#### RECORDS SUPPLIED
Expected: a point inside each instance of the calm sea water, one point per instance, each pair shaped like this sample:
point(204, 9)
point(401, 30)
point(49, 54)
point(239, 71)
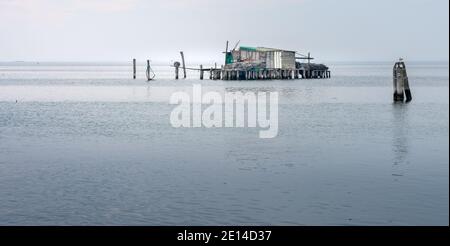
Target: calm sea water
point(86, 145)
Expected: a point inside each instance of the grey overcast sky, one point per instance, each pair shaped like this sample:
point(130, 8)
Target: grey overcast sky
point(116, 30)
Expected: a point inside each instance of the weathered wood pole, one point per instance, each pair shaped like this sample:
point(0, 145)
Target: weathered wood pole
point(184, 64)
point(134, 68)
point(201, 72)
point(401, 83)
point(177, 66)
point(147, 71)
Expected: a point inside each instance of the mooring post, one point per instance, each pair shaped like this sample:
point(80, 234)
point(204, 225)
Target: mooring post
point(134, 68)
point(401, 83)
point(201, 72)
point(177, 66)
point(147, 71)
point(184, 64)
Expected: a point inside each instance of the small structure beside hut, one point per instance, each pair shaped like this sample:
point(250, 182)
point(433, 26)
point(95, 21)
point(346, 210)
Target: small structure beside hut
point(251, 63)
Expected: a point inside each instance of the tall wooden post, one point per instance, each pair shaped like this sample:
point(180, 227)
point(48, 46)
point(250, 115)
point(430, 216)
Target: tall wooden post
point(401, 83)
point(177, 66)
point(184, 64)
point(147, 71)
point(134, 68)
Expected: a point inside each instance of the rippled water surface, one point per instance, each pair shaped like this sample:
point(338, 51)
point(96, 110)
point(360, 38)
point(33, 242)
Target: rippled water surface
point(83, 144)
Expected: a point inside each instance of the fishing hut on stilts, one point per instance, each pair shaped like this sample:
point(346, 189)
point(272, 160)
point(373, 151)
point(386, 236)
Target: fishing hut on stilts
point(261, 63)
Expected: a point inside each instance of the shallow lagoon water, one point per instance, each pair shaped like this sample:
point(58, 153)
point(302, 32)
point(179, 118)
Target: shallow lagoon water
point(85, 145)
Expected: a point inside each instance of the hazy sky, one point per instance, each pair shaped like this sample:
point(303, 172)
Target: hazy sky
point(117, 30)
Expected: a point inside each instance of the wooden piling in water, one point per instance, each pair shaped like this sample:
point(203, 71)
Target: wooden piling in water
point(134, 68)
point(401, 83)
point(201, 72)
point(184, 64)
point(147, 71)
point(177, 66)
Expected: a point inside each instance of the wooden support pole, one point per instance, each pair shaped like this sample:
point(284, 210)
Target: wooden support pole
point(401, 83)
point(184, 64)
point(177, 66)
point(201, 72)
point(147, 71)
point(134, 68)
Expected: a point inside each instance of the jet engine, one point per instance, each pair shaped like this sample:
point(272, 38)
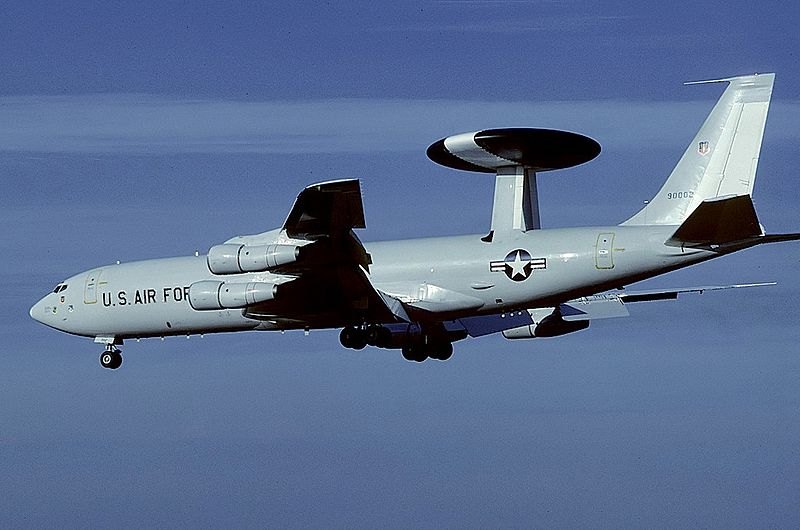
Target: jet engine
point(214, 295)
point(236, 259)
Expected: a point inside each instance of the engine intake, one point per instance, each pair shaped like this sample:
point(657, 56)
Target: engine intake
point(236, 259)
point(213, 295)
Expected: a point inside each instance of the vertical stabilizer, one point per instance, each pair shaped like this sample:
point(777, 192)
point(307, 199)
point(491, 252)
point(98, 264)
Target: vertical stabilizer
point(722, 159)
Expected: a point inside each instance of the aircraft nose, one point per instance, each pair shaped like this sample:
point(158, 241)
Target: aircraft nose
point(37, 311)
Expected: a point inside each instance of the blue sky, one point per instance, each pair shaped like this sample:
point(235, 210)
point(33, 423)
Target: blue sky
point(138, 130)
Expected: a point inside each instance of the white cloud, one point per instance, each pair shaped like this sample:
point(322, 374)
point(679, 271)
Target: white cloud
point(153, 124)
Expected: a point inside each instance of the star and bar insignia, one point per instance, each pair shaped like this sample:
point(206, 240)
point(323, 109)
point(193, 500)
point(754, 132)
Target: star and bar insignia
point(518, 265)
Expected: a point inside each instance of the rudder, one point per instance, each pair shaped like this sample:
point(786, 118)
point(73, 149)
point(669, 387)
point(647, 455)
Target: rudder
point(722, 159)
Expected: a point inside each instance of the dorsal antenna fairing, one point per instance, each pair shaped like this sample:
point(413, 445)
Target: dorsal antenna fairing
point(515, 155)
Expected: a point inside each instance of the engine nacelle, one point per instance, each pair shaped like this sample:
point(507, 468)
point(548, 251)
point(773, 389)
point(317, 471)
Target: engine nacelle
point(236, 259)
point(213, 295)
point(550, 326)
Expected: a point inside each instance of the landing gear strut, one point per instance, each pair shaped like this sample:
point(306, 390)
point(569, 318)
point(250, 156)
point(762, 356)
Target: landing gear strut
point(111, 358)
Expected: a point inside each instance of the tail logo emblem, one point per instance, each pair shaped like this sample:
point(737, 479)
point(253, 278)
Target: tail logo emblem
point(518, 265)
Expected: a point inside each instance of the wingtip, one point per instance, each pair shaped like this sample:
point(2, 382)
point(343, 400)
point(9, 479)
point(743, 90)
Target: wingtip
point(729, 79)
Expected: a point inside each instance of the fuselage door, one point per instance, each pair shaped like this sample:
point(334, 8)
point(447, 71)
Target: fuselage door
point(604, 251)
point(90, 288)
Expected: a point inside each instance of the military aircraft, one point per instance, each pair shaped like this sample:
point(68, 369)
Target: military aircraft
point(421, 295)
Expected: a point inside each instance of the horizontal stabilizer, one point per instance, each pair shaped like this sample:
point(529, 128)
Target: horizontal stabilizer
point(718, 221)
point(672, 294)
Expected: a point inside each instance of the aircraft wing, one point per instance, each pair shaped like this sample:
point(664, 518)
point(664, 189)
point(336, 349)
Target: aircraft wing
point(330, 283)
point(595, 307)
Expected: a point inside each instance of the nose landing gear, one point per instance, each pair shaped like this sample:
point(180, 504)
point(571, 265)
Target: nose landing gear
point(111, 358)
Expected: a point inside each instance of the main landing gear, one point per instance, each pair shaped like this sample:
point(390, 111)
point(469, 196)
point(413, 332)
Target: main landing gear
point(415, 346)
point(438, 350)
point(111, 358)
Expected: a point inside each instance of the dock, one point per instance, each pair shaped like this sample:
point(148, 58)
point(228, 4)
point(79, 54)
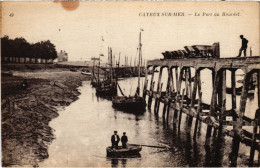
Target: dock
point(215, 114)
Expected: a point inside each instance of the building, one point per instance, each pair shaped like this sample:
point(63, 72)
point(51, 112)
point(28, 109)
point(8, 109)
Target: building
point(62, 56)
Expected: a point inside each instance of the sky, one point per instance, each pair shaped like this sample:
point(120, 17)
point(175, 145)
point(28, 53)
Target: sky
point(78, 27)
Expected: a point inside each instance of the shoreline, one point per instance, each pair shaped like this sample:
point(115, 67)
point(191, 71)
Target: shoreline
point(26, 113)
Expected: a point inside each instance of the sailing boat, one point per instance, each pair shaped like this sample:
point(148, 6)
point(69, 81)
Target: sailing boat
point(108, 86)
point(134, 103)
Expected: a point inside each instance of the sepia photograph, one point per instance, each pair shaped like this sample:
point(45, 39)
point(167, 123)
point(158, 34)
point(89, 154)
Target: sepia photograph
point(130, 84)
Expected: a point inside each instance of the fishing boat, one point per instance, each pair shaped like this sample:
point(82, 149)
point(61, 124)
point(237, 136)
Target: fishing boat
point(86, 73)
point(134, 103)
point(130, 103)
point(130, 151)
point(107, 89)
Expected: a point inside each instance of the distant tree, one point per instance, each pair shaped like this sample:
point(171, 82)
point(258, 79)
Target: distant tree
point(20, 48)
point(5, 47)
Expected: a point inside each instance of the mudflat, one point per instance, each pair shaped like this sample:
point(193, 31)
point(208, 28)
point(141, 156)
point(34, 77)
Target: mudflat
point(27, 111)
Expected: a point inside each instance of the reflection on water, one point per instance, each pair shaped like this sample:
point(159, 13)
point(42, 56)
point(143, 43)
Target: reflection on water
point(84, 128)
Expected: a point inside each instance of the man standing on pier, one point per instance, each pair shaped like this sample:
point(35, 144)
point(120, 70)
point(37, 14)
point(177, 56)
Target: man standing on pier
point(244, 46)
point(115, 140)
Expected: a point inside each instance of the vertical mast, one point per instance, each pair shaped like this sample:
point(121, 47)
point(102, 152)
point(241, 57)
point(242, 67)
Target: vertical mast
point(111, 61)
point(140, 52)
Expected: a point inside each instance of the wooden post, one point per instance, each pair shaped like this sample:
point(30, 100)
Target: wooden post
point(180, 115)
point(193, 95)
point(169, 94)
point(178, 83)
point(213, 101)
point(151, 90)
point(198, 81)
point(186, 82)
point(168, 91)
point(223, 105)
point(256, 124)
point(233, 86)
point(190, 81)
point(237, 127)
point(158, 88)
point(159, 99)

#### DIRECTIONS
Revise everything from the line containing "Expected: a point inside each instance of the grey" down to the line containing "point(251, 63)", replacing "mooring post" with "mooring bollard" and keeping all else unchanged. Output only those lines.

#### TASK RESULT
Expected: a point inside each instance of the grey overcast sky, one point per instance, each pair shaped like this sample:
point(130, 8)
Target: grey overcast sky
point(116, 30)
Expected: a point inside each instance of the weathered wood pole, one point per instance, each pair shaped like this sample:
point(0, 145)
Target: weathered wood pole
point(184, 64)
point(134, 68)
point(201, 72)
point(401, 83)
point(177, 66)
point(147, 71)
Expected: a point inside each instance of the mooring bollard, one point per instance, each pair shaped like this sample:
point(80, 234)
point(204, 225)
Target: mooring bollard
point(134, 68)
point(401, 83)
point(201, 72)
point(177, 66)
point(147, 71)
point(184, 64)
Expected: a point inside each instance of the small structure beside hut, one point per instance, each pair shaped like this sample:
point(250, 182)
point(433, 26)
point(95, 21)
point(346, 210)
Target: small structure beside hut
point(251, 63)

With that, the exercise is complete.